MATERIAL SHOWN:
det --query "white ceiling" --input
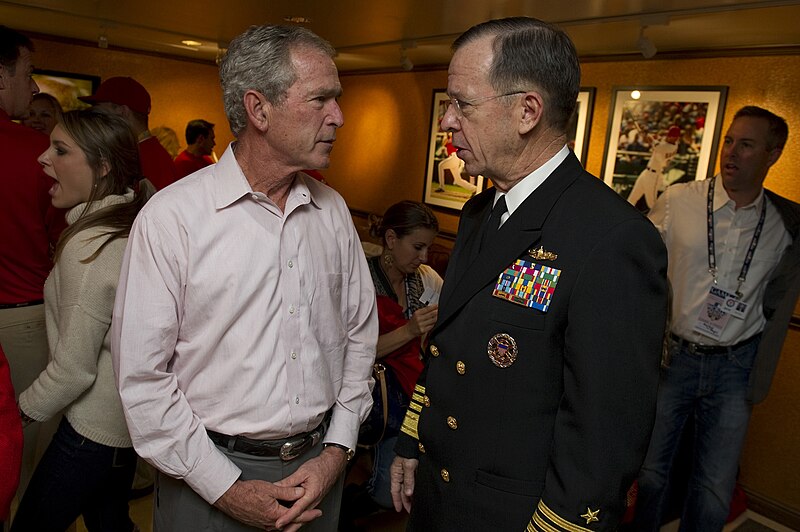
[0,0,800,71]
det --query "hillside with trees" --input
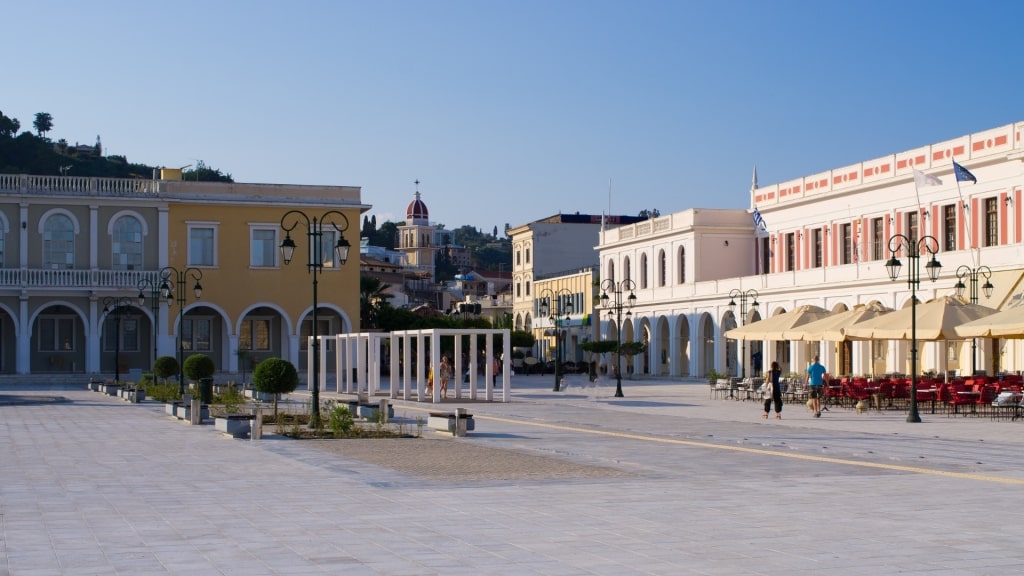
[0,107,234,182]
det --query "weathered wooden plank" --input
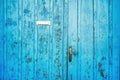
[0,0,4,80]
[35,0,51,80]
[5,0,18,79]
[68,0,78,80]
[62,0,69,80]
[95,0,109,80]
[21,0,35,80]
[17,0,23,80]
[79,0,94,80]
[52,0,63,80]
[112,0,120,80]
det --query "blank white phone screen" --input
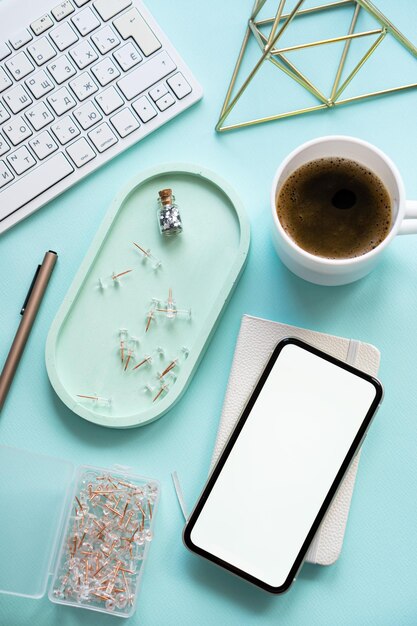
[190,344,376,587]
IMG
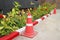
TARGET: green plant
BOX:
[0,2,26,37]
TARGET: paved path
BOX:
[14,9,60,40]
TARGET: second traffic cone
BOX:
[22,12,37,38]
[53,8,56,14]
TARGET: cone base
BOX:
[22,31,37,38]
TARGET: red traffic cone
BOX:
[53,8,56,14]
[22,13,37,38]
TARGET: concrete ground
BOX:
[14,9,60,40]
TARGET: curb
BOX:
[0,10,54,40]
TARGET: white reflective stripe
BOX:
[43,16,47,18]
[36,19,42,22]
[16,27,26,34]
[26,23,33,26]
[28,16,32,18]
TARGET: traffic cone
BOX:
[53,8,56,14]
[22,12,37,38]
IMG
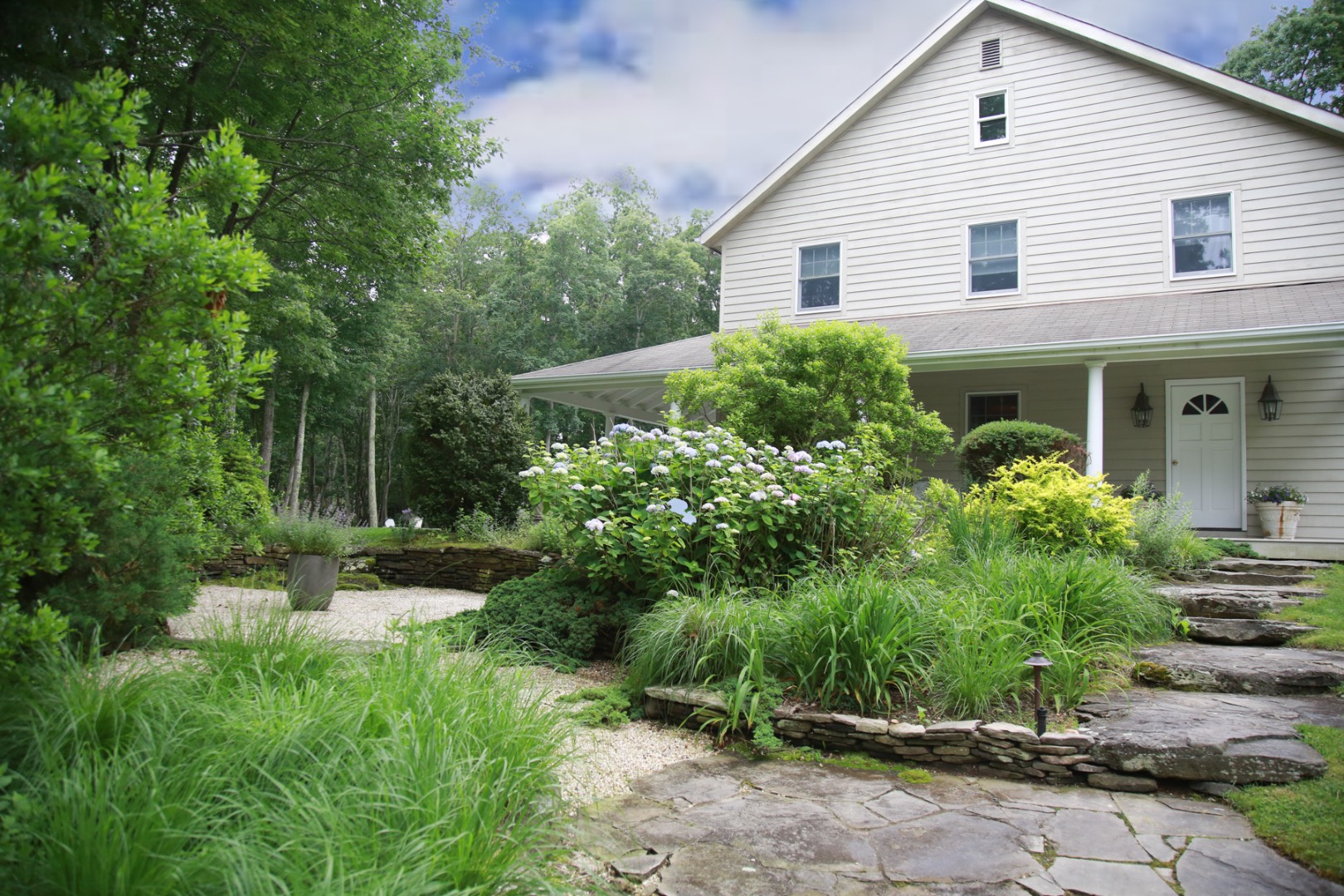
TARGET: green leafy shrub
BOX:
[0,601,70,688]
[1129,473,1222,570]
[173,426,270,560]
[967,458,1137,552]
[0,612,564,896]
[956,421,1088,484]
[20,451,203,645]
[475,570,635,660]
[519,423,914,595]
[266,514,351,558]
[407,373,533,527]
[665,314,952,481]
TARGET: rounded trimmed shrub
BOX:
[475,568,635,660]
[956,421,1088,485]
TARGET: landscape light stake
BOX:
[1023,650,1055,738]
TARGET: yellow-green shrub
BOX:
[967,457,1134,552]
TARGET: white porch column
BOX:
[1084,358,1106,475]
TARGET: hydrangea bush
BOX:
[519,423,910,594]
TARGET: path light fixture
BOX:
[1129,382,1153,430]
[1255,376,1283,421]
[1023,650,1055,738]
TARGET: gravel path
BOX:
[176,584,485,640]
[168,586,713,807]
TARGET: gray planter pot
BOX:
[285,553,340,610]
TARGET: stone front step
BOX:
[1197,570,1314,587]
[1077,688,1344,785]
[1134,644,1344,694]
[1157,586,1303,619]
[1186,616,1316,647]
[1208,558,1331,575]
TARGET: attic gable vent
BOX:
[980,37,1001,69]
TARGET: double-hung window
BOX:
[1172,193,1233,277]
[976,90,1008,146]
[967,221,1017,295]
[967,392,1021,432]
[798,241,841,312]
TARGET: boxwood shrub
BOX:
[957,421,1088,485]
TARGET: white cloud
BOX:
[473,0,1273,222]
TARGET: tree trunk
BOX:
[261,379,275,490]
[368,377,379,529]
[285,382,308,514]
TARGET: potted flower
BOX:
[270,514,349,610]
[1246,485,1307,540]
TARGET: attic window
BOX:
[980,37,1003,69]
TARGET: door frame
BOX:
[1166,376,1249,532]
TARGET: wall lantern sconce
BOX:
[1255,376,1283,421]
[1023,650,1055,738]
[1129,382,1153,430]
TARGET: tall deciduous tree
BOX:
[1222,0,1344,114]
[0,71,270,598]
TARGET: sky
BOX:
[449,0,1281,221]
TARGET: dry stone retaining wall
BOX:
[644,686,1128,790]
[202,544,550,594]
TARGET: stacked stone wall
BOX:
[644,688,1110,783]
[202,544,550,594]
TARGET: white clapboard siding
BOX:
[910,352,1344,538]
[722,12,1344,329]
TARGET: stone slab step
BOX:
[1134,644,1344,694]
[1208,558,1332,575]
[1186,616,1316,647]
[1158,587,1303,619]
[1077,688,1344,785]
[1196,570,1316,587]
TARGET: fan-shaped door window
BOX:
[1180,392,1229,416]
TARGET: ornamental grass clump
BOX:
[519,423,911,597]
[0,614,564,896]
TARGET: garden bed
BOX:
[202,544,550,594]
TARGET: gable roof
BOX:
[700,0,1344,247]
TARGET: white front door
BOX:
[1166,377,1246,529]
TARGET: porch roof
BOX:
[514,280,1344,419]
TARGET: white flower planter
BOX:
[1255,501,1303,542]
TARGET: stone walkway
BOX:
[572,755,1344,896]
[1077,559,1344,792]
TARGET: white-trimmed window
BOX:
[798,241,844,312]
[967,221,1019,297]
[1171,192,1235,277]
[967,392,1021,432]
[973,90,1010,146]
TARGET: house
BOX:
[514,0,1344,559]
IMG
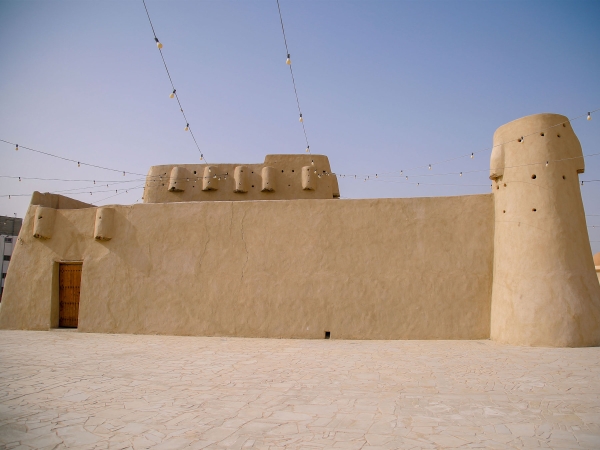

WHAT THE TASK ASKS: Transcribe the stretch of lines from the one containing "TARGET: white-trimmed window" through the last line, and leave the pictures out of your copy.

EXPECTED ANSWER:
TARGET: white-trimmed window
BOX:
[798,241,844,312]
[967,221,1019,297]
[1171,192,1235,277]
[967,392,1021,432]
[973,90,1010,146]
TARGET: house
BOX:
[514,0,1344,559]
IMG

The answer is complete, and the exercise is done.